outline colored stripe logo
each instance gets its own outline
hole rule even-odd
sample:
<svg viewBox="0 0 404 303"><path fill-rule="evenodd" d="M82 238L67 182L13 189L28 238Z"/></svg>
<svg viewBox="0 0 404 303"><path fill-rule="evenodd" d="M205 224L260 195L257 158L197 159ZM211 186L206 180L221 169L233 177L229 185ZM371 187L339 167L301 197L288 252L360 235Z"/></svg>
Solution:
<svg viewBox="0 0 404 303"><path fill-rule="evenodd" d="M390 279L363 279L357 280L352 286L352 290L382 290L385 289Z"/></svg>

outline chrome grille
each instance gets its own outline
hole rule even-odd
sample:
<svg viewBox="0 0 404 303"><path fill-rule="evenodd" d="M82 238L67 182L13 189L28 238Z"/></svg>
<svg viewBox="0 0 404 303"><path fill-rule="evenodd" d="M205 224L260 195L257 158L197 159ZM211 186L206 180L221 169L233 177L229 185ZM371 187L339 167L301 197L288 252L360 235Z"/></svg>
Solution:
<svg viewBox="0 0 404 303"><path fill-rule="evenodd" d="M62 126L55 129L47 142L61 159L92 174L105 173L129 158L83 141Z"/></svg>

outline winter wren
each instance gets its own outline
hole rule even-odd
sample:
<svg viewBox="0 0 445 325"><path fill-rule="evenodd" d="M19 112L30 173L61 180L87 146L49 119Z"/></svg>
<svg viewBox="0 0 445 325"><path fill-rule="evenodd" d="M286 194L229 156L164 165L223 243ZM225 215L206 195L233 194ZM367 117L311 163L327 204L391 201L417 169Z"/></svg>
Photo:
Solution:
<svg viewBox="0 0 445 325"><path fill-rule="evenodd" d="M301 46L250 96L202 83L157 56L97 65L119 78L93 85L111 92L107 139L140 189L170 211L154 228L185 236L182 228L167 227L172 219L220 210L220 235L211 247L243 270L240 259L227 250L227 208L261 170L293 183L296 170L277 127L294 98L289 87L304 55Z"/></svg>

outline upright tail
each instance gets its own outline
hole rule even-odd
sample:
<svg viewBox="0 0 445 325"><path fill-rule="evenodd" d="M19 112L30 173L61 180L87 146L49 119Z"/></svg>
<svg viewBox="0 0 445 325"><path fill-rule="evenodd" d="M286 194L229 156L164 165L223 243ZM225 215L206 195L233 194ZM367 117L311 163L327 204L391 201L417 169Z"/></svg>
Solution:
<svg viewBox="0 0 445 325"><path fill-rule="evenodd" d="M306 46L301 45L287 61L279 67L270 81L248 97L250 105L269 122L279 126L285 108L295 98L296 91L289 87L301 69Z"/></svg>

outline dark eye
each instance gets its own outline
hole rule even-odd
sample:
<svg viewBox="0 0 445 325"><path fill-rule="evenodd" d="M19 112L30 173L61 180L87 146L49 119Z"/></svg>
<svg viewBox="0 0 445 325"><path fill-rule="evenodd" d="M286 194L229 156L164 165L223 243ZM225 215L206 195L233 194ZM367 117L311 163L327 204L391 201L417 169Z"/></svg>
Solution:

+===+

• STATED EXERCISE:
Could you return every line of the entries above word for word, from the line containing "outline winter wren" through the end of the entries?

• ANSWER TO THIS TASK:
outline winter wren
each instance gets its own outline
hole rule even-odd
sample:
<svg viewBox="0 0 445 325"><path fill-rule="evenodd" d="M19 112L30 173L61 180L87 146L49 119Z"/></svg>
<svg viewBox="0 0 445 325"><path fill-rule="evenodd" d="M286 194L229 156L164 165L223 243ZM225 215L206 195L233 194ZM367 117L311 163L327 204L391 201L417 169Z"/></svg>
Photo:
Solution:
<svg viewBox="0 0 445 325"><path fill-rule="evenodd" d="M301 46L250 96L202 83L157 56L97 65L119 78L93 85L111 92L107 139L140 189L170 211L154 228L185 236L182 228L167 227L172 219L220 210L220 235L211 247L243 270L240 259L227 250L227 208L261 170L293 183L296 170L277 127L294 98L289 87L304 55Z"/></svg>

outline upright tail
each instance gets its own outline
hole rule even-odd
sample:
<svg viewBox="0 0 445 325"><path fill-rule="evenodd" d="M19 112L30 173L61 180L87 146L49 119Z"/></svg>
<svg viewBox="0 0 445 325"><path fill-rule="evenodd" d="M286 194L229 156L164 165L223 243ZM225 215L206 195L233 194ZM367 117L311 163L327 204L391 201L417 169Z"/></svg>
Solution:
<svg viewBox="0 0 445 325"><path fill-rule="evenodd" d="M306 46L301 45L287 61L279 67L270 81L248 97L250 105L269 122L279 126L285 108L295 98L296 91L289 87L301 69Z"/></svg>

outline dark eye
each instance gets its own outline
hole rule even-odd
sample:
<svg viewBox="0 0 445 325"><path fill-rule="evenodd" d="M19 112L30 173L61 180L87 146L49 119Z"/></svg>
<svg viewBox="0 0 445 325"><path fill-rule="evenodd" d="M286 194L229 156L164 165L223 243ZM225 215L206 195L233 194ZM367 117L311 163L327 204L391 201L417 169Z"/></svg>
Solution:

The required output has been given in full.